### What you need to do
Looking at the entries, say how many lines contain the string "below". Offer nothing besides the number.

(Exercise inputs)

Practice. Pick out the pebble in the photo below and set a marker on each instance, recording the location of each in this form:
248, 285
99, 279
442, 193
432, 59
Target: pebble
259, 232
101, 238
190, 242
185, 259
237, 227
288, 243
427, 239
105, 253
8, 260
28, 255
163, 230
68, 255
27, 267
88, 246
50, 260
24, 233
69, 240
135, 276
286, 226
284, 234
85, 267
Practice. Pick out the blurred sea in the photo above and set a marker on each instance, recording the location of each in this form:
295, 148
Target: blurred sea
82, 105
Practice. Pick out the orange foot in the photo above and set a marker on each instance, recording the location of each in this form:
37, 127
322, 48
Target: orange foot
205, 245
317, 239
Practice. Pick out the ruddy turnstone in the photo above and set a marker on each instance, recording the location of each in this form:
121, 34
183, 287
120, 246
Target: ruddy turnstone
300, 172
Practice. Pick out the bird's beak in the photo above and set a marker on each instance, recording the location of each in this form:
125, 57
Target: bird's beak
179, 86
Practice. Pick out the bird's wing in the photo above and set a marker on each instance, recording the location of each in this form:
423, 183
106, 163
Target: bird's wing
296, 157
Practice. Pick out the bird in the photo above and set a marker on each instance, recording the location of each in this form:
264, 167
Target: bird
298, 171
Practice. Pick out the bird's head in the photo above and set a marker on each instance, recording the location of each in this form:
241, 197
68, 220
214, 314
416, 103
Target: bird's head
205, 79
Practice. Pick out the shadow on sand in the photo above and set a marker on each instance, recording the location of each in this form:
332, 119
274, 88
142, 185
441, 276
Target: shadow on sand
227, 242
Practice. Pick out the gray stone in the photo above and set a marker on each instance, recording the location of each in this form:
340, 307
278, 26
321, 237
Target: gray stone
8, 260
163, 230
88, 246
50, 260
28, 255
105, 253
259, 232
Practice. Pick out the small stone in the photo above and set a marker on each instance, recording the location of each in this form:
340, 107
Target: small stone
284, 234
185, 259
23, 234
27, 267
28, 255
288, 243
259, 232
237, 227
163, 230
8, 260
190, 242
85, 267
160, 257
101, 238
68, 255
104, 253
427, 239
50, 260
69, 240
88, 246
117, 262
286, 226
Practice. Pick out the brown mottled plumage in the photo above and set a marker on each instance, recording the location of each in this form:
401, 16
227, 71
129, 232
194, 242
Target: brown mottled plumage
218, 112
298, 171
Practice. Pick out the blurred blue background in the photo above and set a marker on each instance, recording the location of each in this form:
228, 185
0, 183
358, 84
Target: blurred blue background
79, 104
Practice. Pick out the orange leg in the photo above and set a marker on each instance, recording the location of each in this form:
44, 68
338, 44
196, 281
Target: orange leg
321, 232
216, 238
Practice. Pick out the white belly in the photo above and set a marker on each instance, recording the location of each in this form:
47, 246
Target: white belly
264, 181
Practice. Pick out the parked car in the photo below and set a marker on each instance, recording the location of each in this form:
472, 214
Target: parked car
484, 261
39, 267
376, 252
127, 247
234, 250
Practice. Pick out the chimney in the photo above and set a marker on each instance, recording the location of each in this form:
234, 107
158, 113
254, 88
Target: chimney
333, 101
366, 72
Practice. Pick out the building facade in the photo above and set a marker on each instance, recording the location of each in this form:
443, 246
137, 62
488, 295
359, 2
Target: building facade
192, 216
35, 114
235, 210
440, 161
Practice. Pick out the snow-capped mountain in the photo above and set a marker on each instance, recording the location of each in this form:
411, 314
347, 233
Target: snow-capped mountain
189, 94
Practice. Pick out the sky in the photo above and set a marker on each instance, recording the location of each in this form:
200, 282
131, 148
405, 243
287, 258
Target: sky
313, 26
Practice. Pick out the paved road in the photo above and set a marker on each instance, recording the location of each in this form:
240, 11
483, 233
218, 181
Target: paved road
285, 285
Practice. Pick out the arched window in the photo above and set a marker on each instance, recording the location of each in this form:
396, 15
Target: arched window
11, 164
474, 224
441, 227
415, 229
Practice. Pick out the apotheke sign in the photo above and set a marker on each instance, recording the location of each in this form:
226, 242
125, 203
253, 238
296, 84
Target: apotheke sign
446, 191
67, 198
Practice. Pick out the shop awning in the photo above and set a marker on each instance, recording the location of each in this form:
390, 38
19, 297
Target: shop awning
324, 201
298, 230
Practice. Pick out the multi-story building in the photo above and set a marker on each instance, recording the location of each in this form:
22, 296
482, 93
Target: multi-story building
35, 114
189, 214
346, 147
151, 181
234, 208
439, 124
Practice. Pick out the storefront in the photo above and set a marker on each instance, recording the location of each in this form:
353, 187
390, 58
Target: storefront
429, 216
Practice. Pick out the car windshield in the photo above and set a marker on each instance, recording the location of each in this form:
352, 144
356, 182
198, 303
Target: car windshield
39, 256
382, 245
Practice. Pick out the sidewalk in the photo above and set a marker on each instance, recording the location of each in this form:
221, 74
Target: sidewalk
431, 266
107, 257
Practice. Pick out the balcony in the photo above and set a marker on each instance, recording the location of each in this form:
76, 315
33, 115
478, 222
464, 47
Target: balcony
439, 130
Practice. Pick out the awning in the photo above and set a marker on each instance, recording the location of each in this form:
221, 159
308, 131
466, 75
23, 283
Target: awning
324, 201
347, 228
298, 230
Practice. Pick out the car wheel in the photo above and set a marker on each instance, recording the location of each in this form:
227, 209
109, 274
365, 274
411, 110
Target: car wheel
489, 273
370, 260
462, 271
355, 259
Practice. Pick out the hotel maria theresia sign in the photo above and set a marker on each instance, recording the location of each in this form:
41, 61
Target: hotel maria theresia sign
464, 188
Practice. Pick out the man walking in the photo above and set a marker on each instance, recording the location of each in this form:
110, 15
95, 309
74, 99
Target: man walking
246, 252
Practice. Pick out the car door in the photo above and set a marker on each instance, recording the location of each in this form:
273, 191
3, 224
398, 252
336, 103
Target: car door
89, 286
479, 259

(End Exercise inputs)

### Response for this exercise
2